> _Data to use_

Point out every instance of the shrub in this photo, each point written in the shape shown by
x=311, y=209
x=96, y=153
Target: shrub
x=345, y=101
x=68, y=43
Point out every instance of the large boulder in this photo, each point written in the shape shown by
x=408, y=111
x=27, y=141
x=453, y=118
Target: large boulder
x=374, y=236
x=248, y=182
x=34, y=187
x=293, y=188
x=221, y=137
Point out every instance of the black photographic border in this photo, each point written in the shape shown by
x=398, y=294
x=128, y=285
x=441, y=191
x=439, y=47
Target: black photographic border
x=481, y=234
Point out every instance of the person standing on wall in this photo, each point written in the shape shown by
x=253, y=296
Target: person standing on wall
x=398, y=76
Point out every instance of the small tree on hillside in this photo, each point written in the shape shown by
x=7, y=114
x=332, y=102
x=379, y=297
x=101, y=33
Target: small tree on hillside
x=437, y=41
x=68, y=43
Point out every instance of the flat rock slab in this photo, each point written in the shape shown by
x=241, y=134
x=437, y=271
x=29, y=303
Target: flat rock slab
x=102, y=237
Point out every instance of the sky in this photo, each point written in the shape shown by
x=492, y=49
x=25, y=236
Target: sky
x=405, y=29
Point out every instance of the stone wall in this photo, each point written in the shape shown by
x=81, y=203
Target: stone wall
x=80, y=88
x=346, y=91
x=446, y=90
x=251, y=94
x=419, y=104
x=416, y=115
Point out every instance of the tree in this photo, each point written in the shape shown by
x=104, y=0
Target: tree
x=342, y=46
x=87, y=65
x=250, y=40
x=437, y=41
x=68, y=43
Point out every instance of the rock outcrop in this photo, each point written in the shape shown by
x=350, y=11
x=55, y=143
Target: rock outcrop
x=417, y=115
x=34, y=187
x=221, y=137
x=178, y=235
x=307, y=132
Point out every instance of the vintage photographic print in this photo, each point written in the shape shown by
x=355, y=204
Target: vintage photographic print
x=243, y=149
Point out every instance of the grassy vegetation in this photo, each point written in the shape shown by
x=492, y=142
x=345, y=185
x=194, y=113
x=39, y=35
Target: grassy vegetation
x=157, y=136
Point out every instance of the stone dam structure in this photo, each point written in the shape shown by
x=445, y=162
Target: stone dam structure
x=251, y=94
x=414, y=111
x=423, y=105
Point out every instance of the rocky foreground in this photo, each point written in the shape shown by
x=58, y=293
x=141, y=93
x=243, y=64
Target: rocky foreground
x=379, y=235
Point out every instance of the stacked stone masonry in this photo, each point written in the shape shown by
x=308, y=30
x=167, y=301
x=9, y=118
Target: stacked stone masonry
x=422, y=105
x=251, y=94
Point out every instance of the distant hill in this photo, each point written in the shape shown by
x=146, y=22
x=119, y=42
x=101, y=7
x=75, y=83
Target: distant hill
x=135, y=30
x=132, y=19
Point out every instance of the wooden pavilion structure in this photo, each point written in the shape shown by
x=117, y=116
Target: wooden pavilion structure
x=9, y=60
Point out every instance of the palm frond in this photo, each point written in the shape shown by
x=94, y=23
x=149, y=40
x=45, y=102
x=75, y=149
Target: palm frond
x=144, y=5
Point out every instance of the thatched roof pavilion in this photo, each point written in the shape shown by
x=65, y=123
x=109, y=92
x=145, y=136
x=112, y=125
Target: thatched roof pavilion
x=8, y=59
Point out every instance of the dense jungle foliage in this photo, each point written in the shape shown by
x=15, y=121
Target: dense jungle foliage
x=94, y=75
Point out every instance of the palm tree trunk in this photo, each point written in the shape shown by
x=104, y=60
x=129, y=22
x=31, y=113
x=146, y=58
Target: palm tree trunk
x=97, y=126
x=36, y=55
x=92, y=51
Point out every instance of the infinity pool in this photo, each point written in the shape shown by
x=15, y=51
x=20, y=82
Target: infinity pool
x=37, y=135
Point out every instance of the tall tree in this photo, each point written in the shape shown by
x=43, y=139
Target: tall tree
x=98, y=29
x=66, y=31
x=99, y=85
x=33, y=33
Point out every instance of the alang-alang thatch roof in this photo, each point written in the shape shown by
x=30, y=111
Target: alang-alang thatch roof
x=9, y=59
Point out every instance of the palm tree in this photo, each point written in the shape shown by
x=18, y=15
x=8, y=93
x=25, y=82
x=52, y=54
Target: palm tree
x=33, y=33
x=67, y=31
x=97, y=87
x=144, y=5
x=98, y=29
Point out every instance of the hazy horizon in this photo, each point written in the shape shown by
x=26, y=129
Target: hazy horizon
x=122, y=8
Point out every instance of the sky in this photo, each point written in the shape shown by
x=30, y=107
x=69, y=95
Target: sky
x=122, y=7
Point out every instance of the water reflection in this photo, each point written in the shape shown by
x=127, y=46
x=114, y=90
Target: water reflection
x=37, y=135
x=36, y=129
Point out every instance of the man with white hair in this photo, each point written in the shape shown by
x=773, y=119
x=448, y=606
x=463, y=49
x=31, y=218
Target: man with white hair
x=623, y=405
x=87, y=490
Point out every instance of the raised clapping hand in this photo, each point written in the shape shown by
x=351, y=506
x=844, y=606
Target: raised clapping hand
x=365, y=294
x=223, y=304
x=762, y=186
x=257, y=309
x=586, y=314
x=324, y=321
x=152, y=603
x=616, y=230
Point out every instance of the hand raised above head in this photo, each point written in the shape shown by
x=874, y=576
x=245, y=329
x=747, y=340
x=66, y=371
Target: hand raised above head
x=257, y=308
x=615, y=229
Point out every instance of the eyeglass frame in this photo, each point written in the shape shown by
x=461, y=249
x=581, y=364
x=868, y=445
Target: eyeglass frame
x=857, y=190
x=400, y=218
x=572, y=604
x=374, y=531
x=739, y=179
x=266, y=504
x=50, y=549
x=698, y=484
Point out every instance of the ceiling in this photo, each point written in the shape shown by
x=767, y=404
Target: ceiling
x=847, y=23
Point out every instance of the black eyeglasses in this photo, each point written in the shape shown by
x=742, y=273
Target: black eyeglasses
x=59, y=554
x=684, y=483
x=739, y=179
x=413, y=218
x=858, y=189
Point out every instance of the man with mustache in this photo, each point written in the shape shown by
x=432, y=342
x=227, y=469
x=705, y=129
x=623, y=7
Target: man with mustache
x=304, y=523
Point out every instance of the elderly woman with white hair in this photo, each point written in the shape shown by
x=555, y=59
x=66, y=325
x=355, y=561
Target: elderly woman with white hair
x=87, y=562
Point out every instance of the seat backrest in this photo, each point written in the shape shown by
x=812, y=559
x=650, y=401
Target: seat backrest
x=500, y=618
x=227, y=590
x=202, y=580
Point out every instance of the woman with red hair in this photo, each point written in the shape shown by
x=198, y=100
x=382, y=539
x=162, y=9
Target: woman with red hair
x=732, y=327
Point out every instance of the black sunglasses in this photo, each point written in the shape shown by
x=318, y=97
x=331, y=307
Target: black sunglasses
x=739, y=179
--
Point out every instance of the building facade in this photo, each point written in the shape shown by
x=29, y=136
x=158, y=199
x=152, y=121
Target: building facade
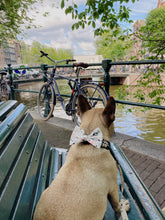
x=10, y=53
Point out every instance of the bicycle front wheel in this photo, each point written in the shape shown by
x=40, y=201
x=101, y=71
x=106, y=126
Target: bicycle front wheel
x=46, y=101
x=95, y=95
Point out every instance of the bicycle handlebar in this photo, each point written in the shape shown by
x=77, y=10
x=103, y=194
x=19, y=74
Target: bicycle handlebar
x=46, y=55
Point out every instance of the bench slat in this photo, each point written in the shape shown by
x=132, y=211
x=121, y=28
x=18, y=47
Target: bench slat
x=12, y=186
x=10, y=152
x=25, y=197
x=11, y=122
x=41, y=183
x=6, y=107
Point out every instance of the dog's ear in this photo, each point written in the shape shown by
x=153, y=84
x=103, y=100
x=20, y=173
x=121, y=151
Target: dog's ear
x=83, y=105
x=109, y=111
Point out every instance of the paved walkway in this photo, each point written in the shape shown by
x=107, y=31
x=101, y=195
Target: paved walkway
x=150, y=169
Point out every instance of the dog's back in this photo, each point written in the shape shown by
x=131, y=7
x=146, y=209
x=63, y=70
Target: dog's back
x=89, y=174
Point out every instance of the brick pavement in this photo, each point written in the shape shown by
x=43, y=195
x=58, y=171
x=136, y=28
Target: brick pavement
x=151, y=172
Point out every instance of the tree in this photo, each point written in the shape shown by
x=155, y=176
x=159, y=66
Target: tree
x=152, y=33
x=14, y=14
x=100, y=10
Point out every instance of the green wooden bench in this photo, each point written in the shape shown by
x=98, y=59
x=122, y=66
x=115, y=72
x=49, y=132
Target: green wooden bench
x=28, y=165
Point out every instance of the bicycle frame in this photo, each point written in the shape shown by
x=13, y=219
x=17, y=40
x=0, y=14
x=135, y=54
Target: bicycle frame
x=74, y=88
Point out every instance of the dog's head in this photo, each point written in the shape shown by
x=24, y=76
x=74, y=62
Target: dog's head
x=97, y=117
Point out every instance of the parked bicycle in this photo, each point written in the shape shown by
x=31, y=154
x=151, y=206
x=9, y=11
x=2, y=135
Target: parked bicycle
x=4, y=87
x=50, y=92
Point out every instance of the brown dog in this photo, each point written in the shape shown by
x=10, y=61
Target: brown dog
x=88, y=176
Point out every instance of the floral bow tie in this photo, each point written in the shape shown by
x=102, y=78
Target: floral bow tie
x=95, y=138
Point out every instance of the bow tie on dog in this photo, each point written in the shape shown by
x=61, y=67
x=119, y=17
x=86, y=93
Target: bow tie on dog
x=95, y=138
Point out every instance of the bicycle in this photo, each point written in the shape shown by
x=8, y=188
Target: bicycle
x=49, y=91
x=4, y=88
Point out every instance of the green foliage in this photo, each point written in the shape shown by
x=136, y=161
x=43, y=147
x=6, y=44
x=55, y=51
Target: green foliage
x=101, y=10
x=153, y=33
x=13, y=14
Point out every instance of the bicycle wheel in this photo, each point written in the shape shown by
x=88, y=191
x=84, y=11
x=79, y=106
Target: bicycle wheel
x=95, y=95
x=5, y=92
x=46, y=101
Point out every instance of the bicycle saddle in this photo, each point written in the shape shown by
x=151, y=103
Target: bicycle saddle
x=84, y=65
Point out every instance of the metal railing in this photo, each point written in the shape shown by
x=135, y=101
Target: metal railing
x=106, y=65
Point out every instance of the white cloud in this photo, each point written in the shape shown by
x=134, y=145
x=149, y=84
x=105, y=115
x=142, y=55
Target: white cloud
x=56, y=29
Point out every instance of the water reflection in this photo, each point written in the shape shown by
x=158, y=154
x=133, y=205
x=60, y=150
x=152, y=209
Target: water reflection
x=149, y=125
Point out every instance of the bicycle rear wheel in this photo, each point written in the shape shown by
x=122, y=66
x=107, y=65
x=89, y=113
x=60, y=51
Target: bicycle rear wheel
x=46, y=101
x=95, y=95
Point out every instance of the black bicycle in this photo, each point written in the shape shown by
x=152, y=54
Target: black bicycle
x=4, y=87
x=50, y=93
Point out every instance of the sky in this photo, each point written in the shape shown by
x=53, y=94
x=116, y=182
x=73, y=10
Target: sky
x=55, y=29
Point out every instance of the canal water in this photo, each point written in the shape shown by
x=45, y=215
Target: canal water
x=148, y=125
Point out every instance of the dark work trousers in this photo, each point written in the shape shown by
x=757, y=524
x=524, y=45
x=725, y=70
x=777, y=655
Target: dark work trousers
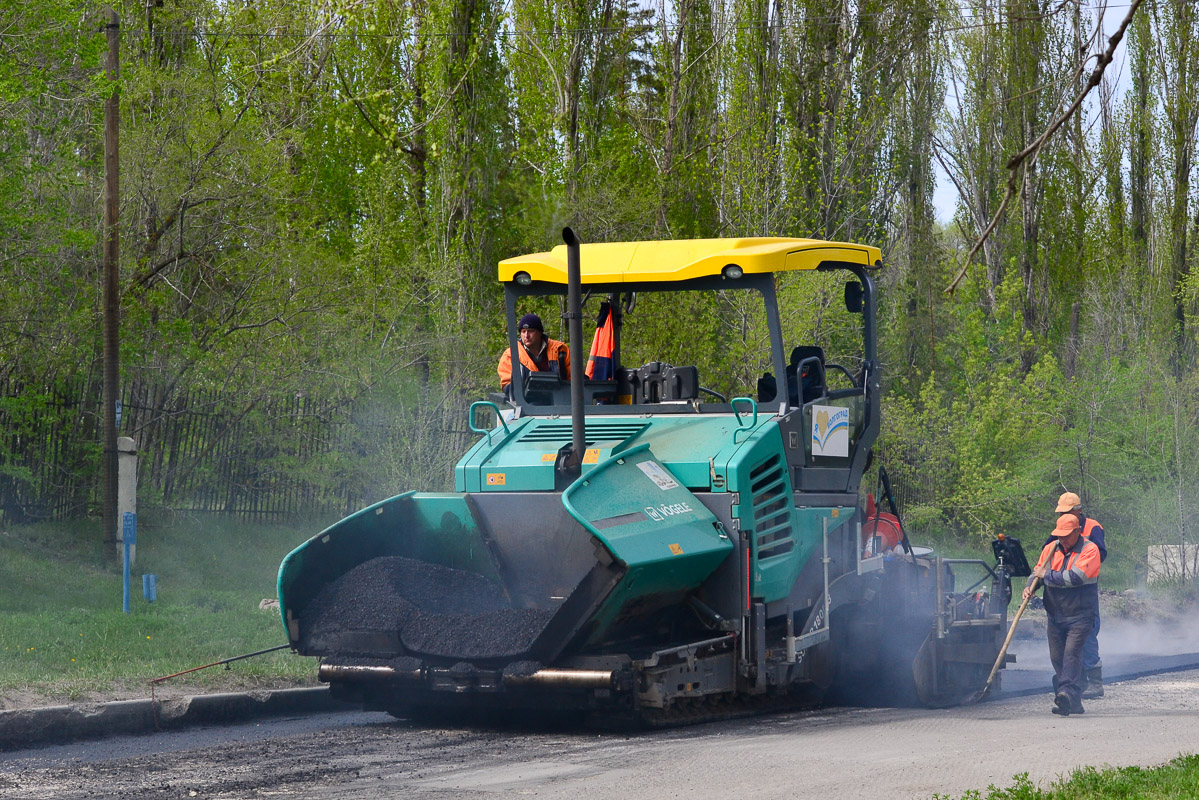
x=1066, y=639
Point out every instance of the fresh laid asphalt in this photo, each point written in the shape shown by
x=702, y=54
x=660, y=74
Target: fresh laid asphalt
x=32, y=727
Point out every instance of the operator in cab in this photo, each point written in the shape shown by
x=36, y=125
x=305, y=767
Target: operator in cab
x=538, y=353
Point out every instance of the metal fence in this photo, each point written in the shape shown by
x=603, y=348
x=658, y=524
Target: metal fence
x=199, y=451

> _Your goal_
Write out everything from the line containing "Point out every instance of the flat" down to the line containing "x=416, y=115", both of those lines included, with each line reproduced character for character.

> _Response to the exercise_
Point out every instance of the flat rock slab in this photo, each point written in the shape shown by
x=241, y=134
x=437, y=271
x=29, y=303
Target: flat rock slab
x=102, y=237
Point out every instance of the sky in this photo, each point written in the shape shown by
x=492, y=49
x=25, y=236
Target: sky
x=405, y=29
Point out every instance of the stone wall in this photo, each point written in the shape shown by
x=81, y=203
Target: stone wall
x=80, y=88
x=346, y=91
x=446, y=90
x=251, y=94
x=419, y=104
x=416, y=115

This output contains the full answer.